[Recorded data]
Start of Block
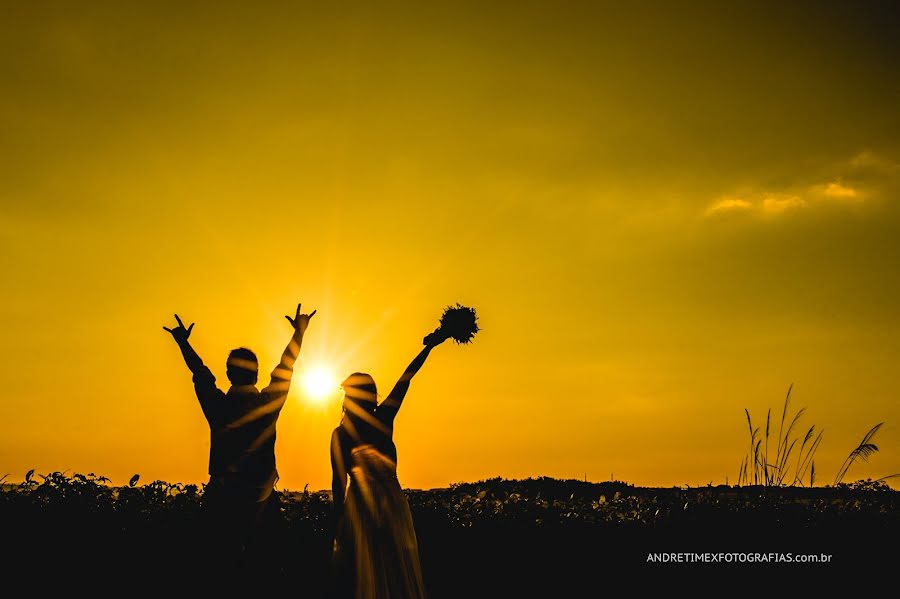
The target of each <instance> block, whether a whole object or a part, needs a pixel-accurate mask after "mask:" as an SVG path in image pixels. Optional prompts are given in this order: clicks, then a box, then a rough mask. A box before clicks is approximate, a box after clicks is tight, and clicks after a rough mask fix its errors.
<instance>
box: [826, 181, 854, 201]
mask: <svg viewBox="0 0 900 599" xmlns="http://www.w3.org/2000/svg"><path fill="white" fill-rule="evenodd" d="M822 195H825V196H827V197H829V198H837V199H852V200H855V199H858V198H859V192H858V191H856V190H855V189H853V188H852V187H847V186H845V185H841V184H840V183H827V184H825V185H824V187H823V188H822Z"/></svg>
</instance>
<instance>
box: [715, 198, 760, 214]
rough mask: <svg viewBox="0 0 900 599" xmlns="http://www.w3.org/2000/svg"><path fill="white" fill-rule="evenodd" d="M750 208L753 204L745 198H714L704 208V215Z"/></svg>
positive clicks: (741, 209)
mask: <svg viewBox="0 0 900 599" xmlns="http://www.w3.org/2000/svg"><path fill="white" fill-rule="evenodd" d="M752 208H753V204H752V203H751V202H748V201H747V200H742V199H740V198H722V199H720V200H716V201H715V202H713V203H712V204H710V205H709V206H708V207H707V208H706V215H707V216H709V215H712V214H715V213H717V212H735V211H744V210H751V209H752Z"/></svg>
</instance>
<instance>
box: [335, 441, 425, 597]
mask: <svg viewBox="0 0 900 599" xmlns="http://www.w3.org/2000/svg"><path fill="white" fill-rule="evenodd" d="M379 437H381V438H379V439H376V440H375V442H371V443H361V444H358V445H356V446H354V447H352V449H350V451H349V458H350V459H349V463H348V464H347V472H348V475H349V478H350V483H349V485H348V487H347V493H346V499H345V503H344V516H343V518H342V520H341V522H340V523H339V524H338V534H337V536H336V539H335V546H334V551H335V555H334V559H335V563H336V564H337V568H338V572H339V578H340V579H341V581H342V585H341V586H342V587H343V589H342V592H341V594H342V595H343V596H345V597H353V598H354V599H388V598H390V599H422V598H424V597H425V587H424V585H423V583H422V569H421V565H420V563H419V547H418V543H417V541H416V532H415V529H414V528H413V520H412V514H411V513H410V510H409V503H408V502H407V500H406V495H404V493H403V490H402V489H401V488H400V482H399V481H398V480H397V461H396V455H397V449H396V447H395V446H394V443H393V440H391V439H390V438H389V437H388V436H387V435H379ZM345 455H346V454H345Z"/></svg>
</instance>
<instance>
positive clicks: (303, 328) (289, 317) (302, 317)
mask: <svg viewBox="0 0 900 599" xmlns="http://www.w3.org/2000/svg"><path fill="white" fill-rule="evenodd" d="M300 306H301V304H297V313H296V314H295V315H294V317H293V318H291V317H290V316H285V318H287V319H288V322H289V323H291V326H292V327H294V330H296V331H297V332H298V333H300V334H301V335H302V334H303V333H305V332H306V328H307V327H308V326H309V321H310V319H311V318H312V317H313V316H315V315H316V310H313V311H312V312H310V313H309V314H300Z"/></svg>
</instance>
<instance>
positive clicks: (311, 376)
mask: <svg viewBox="0 0 900 599" xmlns="http://www.w3.org/2000/svg"><path fill="white" fill-rule="evenodd" d="M300 384H301V386H302V387H303V392H304V393H305V394H306V396H307V397H309V398H310V399H312V400H313V401H316V402H321V401H324V400H325V399H326V398H327V397H328V396H329V395H332V394H334V393H337V388H338V384H337V377H335V376H334V373H333V372H332V371H331V370H330V369H328V368H327V367H325V366H314V367H312V368H310V369H309V370H307V371H306V372H305V373H304V374H303V377H302V379H301V381H300Z"/></svg>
End of Block
▸ Exercise: Set down the data from its start through the line containing "box: [826, 181, 854, 201]" as a numbered list, skipping any blank lines. Leave the pictures out of your answer.

▸ Your solution:
1. The target of each <instance> block, whether a whole object or a part, needs a pixel-accurate mask after "mask:" as an SVG path in image pixels. Optional prompts are given in this order: clicks, then a box, then a rough mask. A box before clicks is approximate, a box after clicks is tight, and clicks after a rough mask fix its errors.
2. <instance>
3. box: [826, 181, 854, 201]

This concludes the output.